**Aim of the exercise:**
Can you restate the school article from "RULER program" to "difference, she adds.", switching "compassion" to "kindness"?

**Selected extract:**
Creating Community to Help Students Thrive

At Academy of the Sacred Heart in Bloomfield Hills, relationships and trust are key to academic success for students.

Saying “hi” and having a few moments of levity before heading to class is such an important part of a student’s day at school. After all, those moments can set a positive tone for learning. When the spread of COVID-19 caused schools to shift to remote learning, though, those interactions were immediately put on pause.

But at Academy of the Sacred Heart, the oldest independent school in Michigan, located in Bloomfield Hills, the staff knew students needed those moments, so they built them into the school day.

“In our Middle School for Girls, they still had a hangout in the hall, so one of our educators would open up a Zoom meeting and students would just pop in,” says Dr. Korin Visocchi, the academy’s Associate Head of School and Chief Learning Officer. There was no agenda, quiz or prompts — students simply got to chat like they normally would, and that was crucial, she notes.

“They could start their day ready to learn because they got to a place where they felt calm and connected,” Visocchi says.

Creating a sense of community is important at the Academy of the Sacred Heart.

“One of the things about Sacred Heart education is understanding your gifts and those of others. So we want to create, and we aim to create, an environment where each child thrives,” she says. “This commitment to small classrooms (and) commitment to social action, is important to us.”

Creating community, knowing that you’re loved, having a sense of academic integrity (making sure students learn where they are at because each student deserves a chance to grow) — these are all important components of each child’s education.

“Every child has the capacity to learn and be the best version of themselves, and it is our great responsibility to do that in a way that honors each student, each family and builds a sense of community so that there can be hope for the future,” she says. “And now more than ever, we need to create students who have a social awareness, which impels to action.”

Here, Visocchi discusses the importance of community and how cultivating a child’s emotional intelligence is crucial to the whole child approach.

RULER program

Building a community based on mutual respect, trust and compassion is top of mind at Academy of the Sacred Heart.

“To have a strong community, first we need to make sure that each child knows that they are innately and deeply loved and we all come with our own sets of gifts and talents,” Visocchi says, “and part of understanding who you are in the world is to appreciate the gifts that you have and the gifts that others bring.”

The Academy of the Sacred Heart staff wants kids to emerge as the best version of themselves, so they can go out in the world and make a difference, she adds.

In order to do that, the school focuses on a child’s emotional well-being through one of its initiatives, known as RULER. This stands for recognizing, understanding, labeling, expressing and regulating. It comes from the Yale Center for Emotional Intelligence, and it’s an initiative that Academy of the Sacred Heart has been using for two years. The goal? To give students the ability to own, name and understand their feelings, which helps them develop their emotional intelligence, or EQ. And that boasts big benefits for their education and futures.

**Entries supplied:**
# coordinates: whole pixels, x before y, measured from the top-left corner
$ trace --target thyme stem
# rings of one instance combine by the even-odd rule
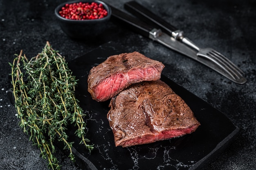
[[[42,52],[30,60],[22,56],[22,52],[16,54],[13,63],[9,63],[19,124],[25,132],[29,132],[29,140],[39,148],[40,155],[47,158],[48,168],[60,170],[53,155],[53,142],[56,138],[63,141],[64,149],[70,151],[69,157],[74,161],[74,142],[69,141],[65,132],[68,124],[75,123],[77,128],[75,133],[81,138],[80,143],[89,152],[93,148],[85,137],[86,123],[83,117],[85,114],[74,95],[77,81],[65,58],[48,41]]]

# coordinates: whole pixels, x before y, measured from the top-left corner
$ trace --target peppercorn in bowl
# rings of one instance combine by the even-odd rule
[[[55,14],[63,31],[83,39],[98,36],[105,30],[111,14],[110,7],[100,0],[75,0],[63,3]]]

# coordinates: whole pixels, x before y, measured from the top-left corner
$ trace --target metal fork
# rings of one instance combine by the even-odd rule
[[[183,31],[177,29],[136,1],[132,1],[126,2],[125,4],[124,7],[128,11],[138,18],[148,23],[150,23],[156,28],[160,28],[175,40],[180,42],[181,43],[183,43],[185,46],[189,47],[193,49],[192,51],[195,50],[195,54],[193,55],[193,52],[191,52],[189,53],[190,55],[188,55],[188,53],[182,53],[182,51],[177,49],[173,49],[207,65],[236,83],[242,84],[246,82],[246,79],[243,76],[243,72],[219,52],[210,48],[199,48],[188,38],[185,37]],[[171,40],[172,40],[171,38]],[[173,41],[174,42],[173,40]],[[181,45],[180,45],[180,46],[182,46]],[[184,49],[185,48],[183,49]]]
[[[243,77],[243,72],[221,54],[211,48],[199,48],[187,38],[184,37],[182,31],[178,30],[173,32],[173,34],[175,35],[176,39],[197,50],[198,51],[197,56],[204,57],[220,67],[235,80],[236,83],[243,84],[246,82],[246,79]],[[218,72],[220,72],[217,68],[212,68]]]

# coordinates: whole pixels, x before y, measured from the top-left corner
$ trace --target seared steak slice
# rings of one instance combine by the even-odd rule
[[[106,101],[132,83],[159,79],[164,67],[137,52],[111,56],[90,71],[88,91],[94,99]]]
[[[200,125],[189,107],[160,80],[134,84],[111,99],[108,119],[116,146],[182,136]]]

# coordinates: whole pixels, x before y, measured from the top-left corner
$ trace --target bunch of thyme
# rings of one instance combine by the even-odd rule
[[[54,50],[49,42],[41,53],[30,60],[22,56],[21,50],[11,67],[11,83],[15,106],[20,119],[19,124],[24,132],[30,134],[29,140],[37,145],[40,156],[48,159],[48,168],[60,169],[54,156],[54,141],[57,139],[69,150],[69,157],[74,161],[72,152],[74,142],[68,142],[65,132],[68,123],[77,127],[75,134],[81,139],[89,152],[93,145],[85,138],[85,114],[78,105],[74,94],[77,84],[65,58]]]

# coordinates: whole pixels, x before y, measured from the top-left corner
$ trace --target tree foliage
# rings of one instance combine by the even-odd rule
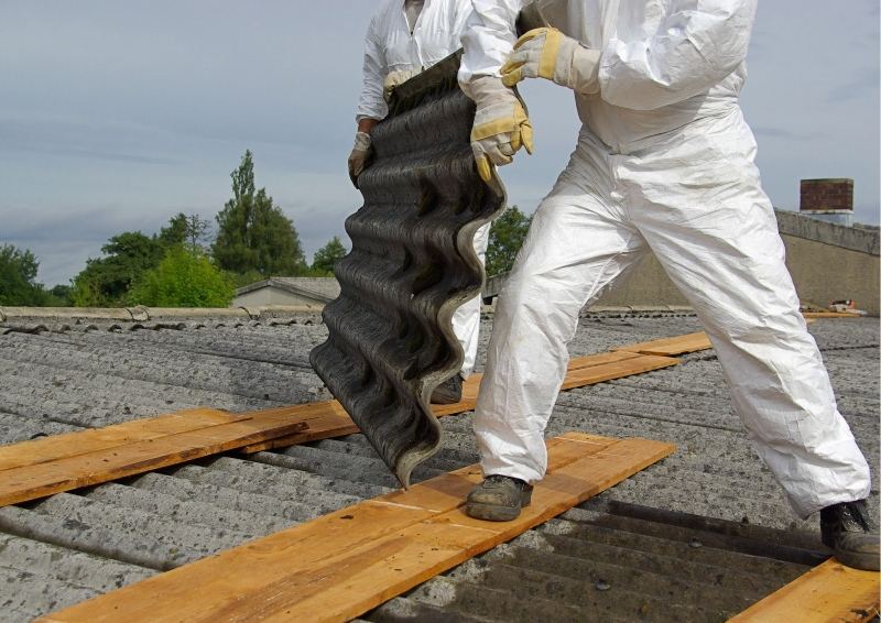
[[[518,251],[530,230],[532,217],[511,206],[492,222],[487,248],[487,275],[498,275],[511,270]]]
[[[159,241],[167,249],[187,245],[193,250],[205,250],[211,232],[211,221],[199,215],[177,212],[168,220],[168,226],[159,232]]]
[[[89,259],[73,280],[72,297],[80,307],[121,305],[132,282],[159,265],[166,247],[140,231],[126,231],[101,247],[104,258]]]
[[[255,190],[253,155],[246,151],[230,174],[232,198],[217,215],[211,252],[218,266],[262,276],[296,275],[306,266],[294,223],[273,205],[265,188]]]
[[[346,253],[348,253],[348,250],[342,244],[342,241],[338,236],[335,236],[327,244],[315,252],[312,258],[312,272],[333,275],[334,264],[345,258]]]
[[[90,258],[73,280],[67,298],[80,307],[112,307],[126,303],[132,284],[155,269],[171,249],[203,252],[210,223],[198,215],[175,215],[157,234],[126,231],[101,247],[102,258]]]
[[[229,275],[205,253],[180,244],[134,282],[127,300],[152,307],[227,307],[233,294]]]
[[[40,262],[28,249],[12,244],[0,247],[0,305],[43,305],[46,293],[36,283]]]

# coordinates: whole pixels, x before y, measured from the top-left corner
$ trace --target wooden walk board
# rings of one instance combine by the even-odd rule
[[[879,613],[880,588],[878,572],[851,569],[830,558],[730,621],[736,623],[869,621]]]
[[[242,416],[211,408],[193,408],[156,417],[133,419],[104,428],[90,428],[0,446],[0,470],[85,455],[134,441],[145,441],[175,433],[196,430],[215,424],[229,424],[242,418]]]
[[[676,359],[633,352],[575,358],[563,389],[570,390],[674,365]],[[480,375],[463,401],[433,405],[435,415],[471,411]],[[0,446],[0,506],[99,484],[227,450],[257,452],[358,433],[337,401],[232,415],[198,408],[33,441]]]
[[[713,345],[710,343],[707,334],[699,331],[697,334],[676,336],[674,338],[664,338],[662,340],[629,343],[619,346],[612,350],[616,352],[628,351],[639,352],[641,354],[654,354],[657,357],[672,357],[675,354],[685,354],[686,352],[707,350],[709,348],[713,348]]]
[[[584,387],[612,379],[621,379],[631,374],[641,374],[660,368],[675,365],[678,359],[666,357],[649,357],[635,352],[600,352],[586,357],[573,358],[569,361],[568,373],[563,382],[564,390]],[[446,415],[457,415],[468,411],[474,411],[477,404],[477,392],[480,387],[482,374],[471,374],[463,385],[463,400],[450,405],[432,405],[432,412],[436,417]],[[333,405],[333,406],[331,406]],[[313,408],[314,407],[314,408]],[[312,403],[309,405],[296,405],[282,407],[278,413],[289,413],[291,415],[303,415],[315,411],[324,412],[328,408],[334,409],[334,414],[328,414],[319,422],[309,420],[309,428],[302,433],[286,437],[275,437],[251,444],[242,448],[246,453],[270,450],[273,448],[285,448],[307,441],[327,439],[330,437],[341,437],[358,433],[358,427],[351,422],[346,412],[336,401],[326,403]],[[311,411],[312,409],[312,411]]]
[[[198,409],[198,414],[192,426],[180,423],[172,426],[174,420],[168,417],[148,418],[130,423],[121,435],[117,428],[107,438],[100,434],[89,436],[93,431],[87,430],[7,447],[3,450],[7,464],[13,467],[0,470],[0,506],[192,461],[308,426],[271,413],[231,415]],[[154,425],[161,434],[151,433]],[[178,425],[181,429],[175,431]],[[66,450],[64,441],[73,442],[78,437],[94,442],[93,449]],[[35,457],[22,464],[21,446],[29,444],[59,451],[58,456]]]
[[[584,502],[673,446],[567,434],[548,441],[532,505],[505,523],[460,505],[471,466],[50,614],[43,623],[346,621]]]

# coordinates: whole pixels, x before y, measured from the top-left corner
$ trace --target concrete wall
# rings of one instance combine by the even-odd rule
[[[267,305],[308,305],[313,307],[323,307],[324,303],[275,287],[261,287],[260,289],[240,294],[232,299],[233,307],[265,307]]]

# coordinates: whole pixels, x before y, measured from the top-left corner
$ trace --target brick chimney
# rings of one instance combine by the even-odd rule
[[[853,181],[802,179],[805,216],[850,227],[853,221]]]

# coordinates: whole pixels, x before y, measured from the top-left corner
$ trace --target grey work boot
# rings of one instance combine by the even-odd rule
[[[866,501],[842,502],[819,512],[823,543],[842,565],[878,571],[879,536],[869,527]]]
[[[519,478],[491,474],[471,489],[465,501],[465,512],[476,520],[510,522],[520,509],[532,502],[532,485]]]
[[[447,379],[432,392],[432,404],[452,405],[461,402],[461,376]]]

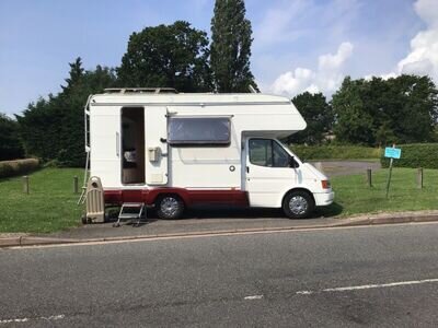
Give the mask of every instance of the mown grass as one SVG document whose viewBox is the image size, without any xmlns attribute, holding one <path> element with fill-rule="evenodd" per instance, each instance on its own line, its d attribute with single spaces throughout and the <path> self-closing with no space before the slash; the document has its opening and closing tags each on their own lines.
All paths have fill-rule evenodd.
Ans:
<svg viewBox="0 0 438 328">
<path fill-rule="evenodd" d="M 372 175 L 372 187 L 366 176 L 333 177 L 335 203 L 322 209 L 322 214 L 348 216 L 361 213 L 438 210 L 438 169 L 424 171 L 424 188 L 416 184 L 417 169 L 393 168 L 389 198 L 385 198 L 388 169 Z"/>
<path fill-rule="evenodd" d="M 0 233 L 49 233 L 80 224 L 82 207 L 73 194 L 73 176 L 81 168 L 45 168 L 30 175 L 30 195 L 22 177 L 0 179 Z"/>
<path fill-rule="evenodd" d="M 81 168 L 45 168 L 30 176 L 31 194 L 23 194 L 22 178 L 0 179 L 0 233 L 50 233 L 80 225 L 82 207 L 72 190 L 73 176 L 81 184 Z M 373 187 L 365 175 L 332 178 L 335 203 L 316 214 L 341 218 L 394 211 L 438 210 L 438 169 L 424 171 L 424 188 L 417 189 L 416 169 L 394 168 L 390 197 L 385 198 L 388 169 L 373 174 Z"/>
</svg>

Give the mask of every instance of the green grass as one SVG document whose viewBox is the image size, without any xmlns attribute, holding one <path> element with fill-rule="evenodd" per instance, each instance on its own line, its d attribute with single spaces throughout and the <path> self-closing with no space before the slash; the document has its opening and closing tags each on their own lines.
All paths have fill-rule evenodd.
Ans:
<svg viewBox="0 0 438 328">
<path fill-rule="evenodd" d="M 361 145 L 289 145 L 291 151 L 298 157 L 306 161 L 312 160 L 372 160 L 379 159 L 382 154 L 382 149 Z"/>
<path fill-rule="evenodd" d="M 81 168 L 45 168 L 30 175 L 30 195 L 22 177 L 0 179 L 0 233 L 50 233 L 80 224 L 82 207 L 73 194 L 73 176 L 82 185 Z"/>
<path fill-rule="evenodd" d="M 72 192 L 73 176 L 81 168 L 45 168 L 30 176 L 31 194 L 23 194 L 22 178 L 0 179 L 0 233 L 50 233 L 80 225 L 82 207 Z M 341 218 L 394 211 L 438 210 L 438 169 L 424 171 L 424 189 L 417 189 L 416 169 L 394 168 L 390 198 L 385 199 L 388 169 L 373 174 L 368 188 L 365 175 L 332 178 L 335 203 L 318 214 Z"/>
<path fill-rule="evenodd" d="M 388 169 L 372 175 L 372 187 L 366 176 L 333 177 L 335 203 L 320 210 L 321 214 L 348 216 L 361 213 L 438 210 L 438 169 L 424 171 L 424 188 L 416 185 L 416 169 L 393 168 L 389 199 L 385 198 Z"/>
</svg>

**Reply to the exercise:**
RULER program

Building a community based on mutual respect, trust and kindness is top of mind at Academy of the Sacred Heart.

“To have a strong community, first we need to make sure that each child knows that they are innately and deeply loved and we all come with our own sets of gifts and talents,” Visocchi says, “and part of understanding who you are in the world is to appreciate the gifts that you have and the gifts that others bring.”

The Academy of the Sacred Heart staff wants kids to emerge as the best version of themselves, so they can go out in the world and make a difference, she adds.